== Excerpt ==
- Born: 1635?
- Died: September 1691
- Occupation: Physician

= Richard Griffith (physician) =

English physician

Richard Griffith (1635? – September 1691) was an English physician.

==Early life==
Griffith was born about 1635. He was educated at Eton. On the recommendation of Cromwell and the council of state, he was appointed by the parliamentary visitors to a fellowship at University College, Oxford, on 1 September 1654. He graduated with a B.A. 7 July 1657, M.A. 3 May 1660, and had thoughts of becoming a preacher, However, ‘ not minded to conform he left the college, and applied his mind to the study of physic’. He took the degree of M.D. at Caen on 12 June 1664. He was admitted an honorary fellow of the Royal College of Physicians the following December.

== Career ==
He was created a fellow by the charter of James II and was admitted on 12 April 1687.

He was censor in 1688 and 1690, and registrar for 1690. For some years he practised at Richmond, Surrey.

Data entries:
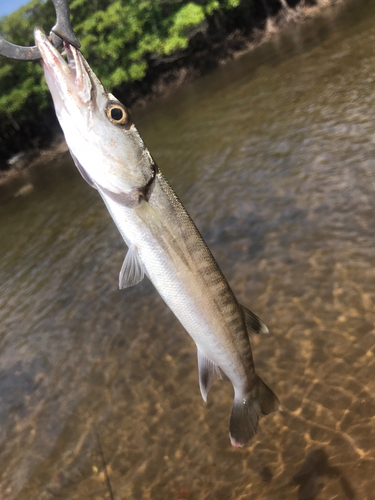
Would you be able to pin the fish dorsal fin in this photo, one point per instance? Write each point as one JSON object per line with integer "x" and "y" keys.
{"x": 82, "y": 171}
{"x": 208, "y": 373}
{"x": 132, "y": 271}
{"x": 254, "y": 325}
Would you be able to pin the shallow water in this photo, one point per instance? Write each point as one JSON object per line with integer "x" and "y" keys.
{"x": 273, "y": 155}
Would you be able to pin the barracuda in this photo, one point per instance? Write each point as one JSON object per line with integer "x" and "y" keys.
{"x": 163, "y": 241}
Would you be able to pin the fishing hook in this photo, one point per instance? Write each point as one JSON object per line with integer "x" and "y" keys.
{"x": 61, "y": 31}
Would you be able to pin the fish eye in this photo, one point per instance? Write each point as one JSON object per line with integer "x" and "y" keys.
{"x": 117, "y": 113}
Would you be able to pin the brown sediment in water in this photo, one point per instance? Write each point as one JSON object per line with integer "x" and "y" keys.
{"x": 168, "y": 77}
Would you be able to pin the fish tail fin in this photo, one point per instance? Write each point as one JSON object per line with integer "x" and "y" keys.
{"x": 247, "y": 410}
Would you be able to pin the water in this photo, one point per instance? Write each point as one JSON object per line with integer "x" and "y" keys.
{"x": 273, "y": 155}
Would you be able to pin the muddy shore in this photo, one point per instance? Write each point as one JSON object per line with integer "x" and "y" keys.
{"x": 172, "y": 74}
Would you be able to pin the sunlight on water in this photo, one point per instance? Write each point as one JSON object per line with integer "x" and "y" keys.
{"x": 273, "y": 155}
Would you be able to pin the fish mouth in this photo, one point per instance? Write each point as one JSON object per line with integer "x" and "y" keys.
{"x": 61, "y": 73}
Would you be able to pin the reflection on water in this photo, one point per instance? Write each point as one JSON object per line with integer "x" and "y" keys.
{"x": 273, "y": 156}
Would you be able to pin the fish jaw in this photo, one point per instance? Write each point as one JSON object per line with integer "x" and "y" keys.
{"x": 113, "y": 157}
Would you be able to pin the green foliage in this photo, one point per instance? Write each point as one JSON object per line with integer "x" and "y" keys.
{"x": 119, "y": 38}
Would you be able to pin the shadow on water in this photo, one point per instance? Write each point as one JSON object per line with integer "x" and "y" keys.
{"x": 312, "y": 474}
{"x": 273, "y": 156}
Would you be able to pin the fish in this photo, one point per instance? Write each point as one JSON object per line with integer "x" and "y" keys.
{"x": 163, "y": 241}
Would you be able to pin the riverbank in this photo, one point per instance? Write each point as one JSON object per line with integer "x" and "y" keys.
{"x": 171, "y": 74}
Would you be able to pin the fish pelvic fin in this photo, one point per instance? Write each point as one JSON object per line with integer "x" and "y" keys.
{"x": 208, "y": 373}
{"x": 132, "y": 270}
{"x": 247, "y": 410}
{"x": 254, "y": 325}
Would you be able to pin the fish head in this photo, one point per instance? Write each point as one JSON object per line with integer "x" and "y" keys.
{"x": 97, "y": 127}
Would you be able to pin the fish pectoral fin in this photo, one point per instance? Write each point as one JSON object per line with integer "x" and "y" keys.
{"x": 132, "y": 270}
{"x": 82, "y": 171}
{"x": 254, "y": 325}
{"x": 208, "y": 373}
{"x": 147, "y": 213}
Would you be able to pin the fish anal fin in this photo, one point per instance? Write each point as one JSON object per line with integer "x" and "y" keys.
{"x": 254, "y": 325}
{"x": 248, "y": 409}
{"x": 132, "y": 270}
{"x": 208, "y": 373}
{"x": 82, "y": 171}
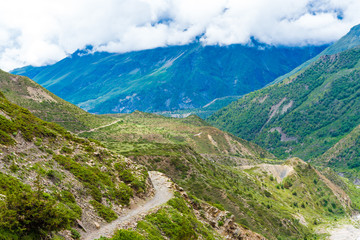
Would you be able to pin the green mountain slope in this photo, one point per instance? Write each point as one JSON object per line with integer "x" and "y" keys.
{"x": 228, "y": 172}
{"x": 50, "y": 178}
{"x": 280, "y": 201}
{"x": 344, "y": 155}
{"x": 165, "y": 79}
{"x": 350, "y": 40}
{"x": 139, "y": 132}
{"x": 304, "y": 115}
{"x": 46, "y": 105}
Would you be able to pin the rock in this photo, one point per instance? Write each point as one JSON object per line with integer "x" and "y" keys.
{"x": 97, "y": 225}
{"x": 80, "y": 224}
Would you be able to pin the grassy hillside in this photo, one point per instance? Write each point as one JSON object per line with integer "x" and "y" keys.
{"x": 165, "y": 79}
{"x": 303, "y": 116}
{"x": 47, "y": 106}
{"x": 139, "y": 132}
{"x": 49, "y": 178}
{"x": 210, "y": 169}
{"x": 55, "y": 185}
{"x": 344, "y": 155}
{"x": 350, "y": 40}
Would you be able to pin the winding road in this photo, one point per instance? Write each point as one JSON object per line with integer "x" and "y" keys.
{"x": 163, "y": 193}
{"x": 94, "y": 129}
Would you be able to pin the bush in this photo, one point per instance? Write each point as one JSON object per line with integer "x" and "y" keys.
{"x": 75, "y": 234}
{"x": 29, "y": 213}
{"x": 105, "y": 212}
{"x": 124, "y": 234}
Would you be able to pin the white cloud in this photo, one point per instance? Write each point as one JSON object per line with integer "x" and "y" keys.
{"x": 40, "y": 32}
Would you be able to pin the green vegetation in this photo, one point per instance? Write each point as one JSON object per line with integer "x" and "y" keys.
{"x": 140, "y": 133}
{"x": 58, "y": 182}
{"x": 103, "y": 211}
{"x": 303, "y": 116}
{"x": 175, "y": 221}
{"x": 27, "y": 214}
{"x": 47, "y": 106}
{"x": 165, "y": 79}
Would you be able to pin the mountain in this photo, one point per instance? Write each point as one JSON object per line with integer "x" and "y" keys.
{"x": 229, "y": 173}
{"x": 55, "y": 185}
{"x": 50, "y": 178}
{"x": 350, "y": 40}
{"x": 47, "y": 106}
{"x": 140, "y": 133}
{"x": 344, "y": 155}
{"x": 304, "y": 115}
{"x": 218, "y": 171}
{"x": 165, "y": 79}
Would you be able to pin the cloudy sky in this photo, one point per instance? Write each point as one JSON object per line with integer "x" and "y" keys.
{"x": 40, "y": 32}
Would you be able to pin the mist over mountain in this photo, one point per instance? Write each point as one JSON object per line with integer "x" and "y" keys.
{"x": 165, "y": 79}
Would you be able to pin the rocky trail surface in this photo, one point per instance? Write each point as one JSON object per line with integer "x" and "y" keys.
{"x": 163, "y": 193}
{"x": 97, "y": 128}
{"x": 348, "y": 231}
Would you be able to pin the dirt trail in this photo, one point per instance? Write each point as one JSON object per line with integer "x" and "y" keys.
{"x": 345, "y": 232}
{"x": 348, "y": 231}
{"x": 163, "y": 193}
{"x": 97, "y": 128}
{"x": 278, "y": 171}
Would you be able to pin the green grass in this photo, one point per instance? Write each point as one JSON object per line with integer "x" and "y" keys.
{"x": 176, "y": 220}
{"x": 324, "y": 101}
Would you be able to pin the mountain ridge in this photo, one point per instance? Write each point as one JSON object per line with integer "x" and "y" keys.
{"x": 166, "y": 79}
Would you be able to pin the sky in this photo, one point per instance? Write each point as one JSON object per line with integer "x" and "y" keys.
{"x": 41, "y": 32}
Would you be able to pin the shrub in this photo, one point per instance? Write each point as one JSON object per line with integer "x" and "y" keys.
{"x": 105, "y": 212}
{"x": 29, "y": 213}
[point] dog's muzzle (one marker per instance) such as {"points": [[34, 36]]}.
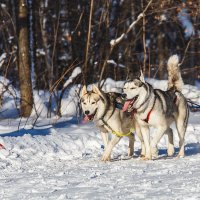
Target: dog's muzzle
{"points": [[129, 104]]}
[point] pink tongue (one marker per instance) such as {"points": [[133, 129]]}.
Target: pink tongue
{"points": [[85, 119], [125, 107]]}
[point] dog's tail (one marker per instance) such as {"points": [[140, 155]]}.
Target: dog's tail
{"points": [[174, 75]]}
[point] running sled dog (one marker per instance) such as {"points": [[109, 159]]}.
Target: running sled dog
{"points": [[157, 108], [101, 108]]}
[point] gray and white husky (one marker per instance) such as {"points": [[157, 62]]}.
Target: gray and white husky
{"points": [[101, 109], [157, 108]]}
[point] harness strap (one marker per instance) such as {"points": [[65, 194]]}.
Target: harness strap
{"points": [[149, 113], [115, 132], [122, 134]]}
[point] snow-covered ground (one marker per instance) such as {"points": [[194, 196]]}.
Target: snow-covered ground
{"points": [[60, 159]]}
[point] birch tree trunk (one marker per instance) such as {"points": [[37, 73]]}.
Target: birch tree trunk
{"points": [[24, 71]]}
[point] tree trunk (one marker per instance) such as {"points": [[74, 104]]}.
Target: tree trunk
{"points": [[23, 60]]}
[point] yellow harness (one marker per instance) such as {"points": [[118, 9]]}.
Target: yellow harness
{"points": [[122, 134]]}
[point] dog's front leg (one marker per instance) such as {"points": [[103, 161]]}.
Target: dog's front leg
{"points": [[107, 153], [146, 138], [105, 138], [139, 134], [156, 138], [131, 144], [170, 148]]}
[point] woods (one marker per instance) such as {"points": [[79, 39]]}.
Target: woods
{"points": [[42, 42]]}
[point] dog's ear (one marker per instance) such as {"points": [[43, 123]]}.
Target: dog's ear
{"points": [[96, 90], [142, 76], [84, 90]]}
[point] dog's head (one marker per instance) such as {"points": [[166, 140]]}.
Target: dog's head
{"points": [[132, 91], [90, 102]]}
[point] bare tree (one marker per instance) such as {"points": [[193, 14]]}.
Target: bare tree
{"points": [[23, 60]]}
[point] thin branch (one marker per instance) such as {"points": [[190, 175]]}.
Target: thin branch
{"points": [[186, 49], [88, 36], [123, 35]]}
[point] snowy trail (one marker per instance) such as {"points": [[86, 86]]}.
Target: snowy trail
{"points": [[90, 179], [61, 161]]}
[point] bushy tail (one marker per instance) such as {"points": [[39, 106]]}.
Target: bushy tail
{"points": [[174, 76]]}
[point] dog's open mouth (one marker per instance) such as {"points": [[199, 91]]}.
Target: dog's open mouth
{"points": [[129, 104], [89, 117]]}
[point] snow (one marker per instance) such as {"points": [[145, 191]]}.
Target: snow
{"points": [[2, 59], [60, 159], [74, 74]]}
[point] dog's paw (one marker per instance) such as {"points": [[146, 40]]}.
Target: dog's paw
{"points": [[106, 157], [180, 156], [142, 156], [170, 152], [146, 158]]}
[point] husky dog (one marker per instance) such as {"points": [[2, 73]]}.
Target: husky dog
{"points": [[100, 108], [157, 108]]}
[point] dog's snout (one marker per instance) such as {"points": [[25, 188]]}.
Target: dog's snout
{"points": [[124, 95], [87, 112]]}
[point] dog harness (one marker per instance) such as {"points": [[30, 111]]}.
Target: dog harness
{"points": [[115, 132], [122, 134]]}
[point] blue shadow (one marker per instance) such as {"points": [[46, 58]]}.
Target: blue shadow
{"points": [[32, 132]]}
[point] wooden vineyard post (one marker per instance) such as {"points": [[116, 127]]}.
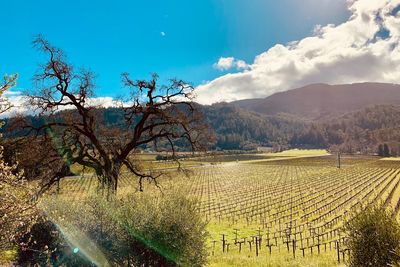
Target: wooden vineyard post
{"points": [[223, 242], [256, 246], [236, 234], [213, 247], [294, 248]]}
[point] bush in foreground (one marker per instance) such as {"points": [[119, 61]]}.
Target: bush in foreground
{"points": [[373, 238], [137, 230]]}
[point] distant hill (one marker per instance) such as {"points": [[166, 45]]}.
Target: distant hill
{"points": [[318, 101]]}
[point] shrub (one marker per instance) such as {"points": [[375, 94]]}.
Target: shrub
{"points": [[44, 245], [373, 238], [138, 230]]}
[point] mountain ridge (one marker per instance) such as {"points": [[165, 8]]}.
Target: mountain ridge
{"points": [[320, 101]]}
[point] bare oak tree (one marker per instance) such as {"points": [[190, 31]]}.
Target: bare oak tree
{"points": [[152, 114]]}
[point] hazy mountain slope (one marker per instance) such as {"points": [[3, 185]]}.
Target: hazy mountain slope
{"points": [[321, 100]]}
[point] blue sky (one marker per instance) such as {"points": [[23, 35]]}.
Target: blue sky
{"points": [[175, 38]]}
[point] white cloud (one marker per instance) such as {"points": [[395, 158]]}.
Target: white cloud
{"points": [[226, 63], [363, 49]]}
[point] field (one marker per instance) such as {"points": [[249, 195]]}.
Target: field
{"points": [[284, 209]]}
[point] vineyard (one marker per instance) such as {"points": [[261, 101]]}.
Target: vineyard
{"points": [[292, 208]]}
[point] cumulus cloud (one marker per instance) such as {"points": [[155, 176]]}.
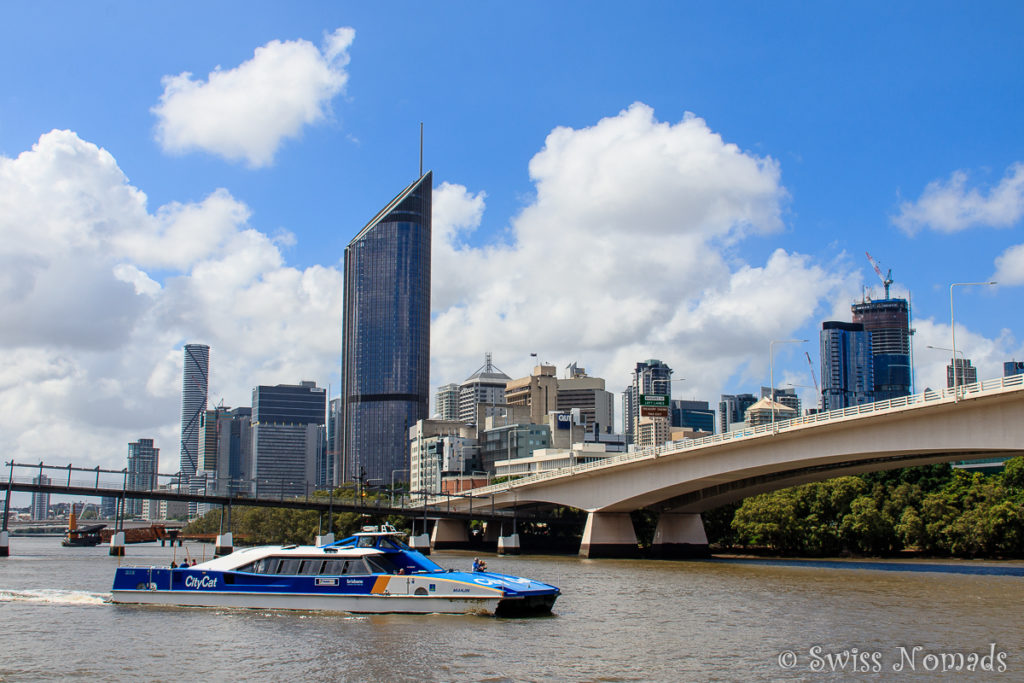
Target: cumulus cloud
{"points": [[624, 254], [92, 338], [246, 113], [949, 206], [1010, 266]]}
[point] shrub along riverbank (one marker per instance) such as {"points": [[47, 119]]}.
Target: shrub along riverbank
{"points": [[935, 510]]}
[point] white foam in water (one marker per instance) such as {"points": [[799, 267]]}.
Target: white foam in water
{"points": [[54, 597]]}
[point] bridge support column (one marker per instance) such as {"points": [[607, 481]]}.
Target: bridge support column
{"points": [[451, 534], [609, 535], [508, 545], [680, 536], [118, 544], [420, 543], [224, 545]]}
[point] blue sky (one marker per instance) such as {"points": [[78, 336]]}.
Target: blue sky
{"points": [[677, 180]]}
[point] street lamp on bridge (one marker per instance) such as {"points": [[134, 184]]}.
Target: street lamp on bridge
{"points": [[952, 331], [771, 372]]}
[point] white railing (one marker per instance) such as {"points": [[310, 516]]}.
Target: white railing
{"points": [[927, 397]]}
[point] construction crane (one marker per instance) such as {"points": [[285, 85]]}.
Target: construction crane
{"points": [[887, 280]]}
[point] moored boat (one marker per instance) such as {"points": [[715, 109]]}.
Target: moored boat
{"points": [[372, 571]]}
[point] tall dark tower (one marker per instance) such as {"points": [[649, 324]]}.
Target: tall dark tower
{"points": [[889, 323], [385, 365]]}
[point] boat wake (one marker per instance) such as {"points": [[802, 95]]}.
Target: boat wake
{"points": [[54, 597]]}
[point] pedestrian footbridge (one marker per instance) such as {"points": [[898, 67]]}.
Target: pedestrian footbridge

== Problem to work on ==
From the biography of Richard Griffith above, output the passage between "- Born: 1635?" and "an English physician.", inclusive, word for word.

== Solution to this task ==
- Born: 1635?
- Died: September 1691
- Occupation: Physician

= Richard Griffith (physician) =

English physician

Richard Griffith (1635? – September 1691) was an English physician.